◆ **Problem to work on**:
Begin at the line containing "One point belongs on each instance of the tree" in the entries below and end at the line containing "One point belongs on each instance of the bus windshield."; transcribe that range exactly and nothing outside it.
------------------------
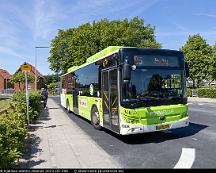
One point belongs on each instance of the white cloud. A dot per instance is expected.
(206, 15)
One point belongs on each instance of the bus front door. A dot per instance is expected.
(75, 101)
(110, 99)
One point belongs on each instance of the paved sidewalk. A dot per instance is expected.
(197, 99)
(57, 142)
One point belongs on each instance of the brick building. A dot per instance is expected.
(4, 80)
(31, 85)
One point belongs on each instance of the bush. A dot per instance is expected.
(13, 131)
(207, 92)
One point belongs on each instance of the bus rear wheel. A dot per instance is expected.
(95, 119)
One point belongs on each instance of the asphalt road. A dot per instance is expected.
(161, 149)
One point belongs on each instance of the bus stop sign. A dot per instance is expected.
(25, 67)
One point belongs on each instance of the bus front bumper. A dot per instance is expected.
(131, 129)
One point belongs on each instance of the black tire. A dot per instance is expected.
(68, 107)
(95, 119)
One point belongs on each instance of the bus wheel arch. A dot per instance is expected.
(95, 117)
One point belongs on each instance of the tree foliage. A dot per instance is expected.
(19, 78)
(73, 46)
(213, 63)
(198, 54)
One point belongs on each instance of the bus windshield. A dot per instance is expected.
------------------------
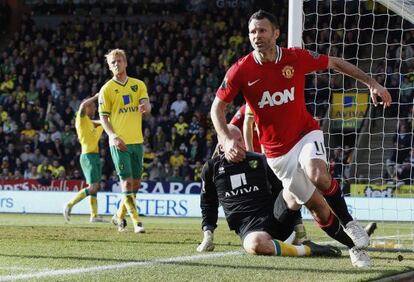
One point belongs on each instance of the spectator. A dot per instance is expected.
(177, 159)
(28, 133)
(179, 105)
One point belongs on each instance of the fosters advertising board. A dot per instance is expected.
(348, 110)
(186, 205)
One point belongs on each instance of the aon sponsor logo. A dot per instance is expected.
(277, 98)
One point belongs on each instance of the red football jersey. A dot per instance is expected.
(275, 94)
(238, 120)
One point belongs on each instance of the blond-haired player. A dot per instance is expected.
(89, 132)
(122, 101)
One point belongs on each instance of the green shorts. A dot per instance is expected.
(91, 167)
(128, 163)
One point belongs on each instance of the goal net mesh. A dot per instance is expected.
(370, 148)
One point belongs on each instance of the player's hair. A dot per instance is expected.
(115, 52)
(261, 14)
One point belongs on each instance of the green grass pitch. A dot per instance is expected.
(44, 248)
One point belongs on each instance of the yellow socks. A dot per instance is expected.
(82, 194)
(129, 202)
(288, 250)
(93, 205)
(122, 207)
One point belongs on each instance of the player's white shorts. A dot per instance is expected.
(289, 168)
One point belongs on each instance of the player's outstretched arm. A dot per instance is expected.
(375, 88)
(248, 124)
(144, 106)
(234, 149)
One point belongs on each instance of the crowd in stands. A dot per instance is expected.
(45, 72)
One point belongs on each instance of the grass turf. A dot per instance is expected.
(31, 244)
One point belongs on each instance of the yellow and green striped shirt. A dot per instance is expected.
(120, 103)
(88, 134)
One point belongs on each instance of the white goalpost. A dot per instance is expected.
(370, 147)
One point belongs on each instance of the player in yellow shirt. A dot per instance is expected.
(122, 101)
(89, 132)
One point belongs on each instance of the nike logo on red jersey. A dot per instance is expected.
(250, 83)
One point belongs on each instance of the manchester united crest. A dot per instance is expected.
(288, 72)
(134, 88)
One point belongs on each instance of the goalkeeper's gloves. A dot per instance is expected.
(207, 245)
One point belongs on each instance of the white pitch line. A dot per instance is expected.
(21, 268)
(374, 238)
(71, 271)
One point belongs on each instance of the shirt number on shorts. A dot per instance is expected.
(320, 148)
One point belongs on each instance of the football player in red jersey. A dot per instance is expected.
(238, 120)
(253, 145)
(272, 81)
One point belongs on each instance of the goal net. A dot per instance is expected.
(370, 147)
------------------------
◆ **Exercise response**:
One point belongs on each instance of the tree foliage. A dot per instance is expected.
(19, 78)
(73, 46)
(213, 63)
(198, 54)
One point belongs on each instance of the bus windshield. A dot per instance is expected.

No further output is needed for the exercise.